*** Data shown
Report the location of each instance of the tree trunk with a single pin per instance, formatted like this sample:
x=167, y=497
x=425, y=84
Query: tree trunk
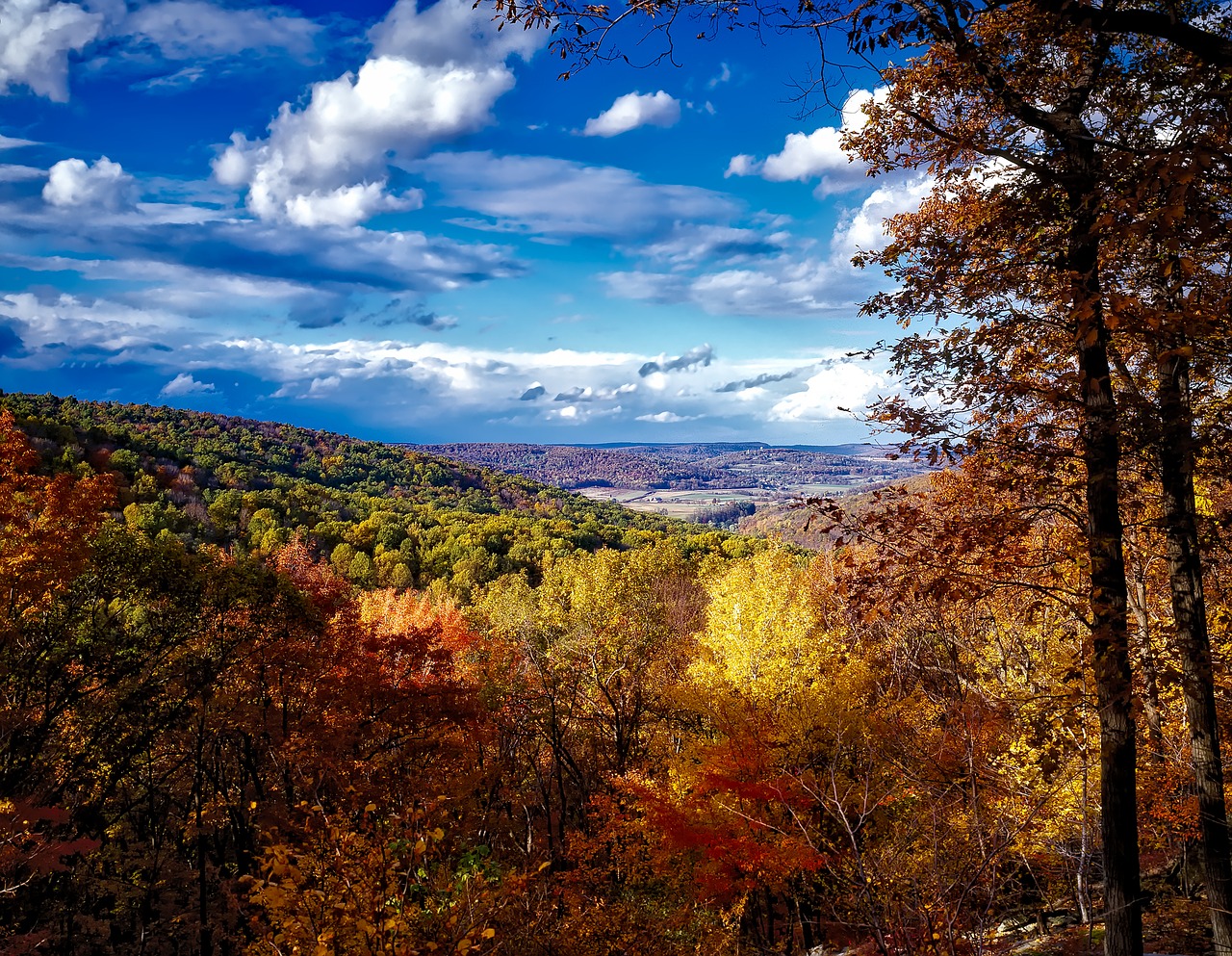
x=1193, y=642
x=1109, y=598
******
*** Data shown
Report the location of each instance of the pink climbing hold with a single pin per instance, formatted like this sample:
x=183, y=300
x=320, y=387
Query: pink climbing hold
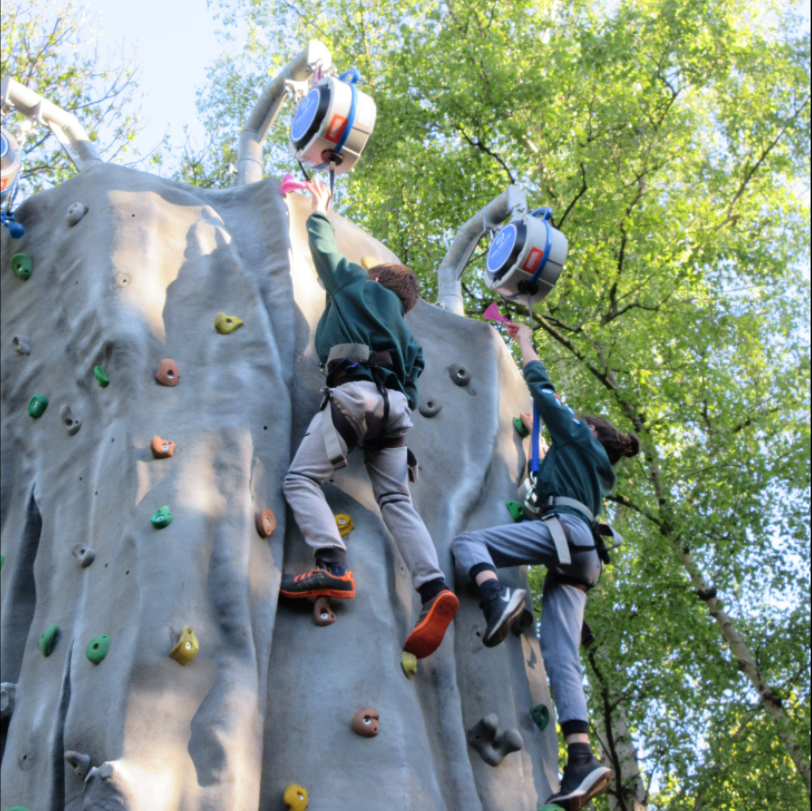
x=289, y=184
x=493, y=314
******
Can you copy the records from the line containing "Report the location of each instance of the pink" through the line containing "x=493, y=314", both ends included, leaving the picture out of your copy?

_Written reply_
Report the location of each instance of the pink climbing hold with a single pin per instance, formatted like this sample:
x=183, y=300
x=320, y=387
Query: pink climbing hold
x=289, y=184
x=493, y=314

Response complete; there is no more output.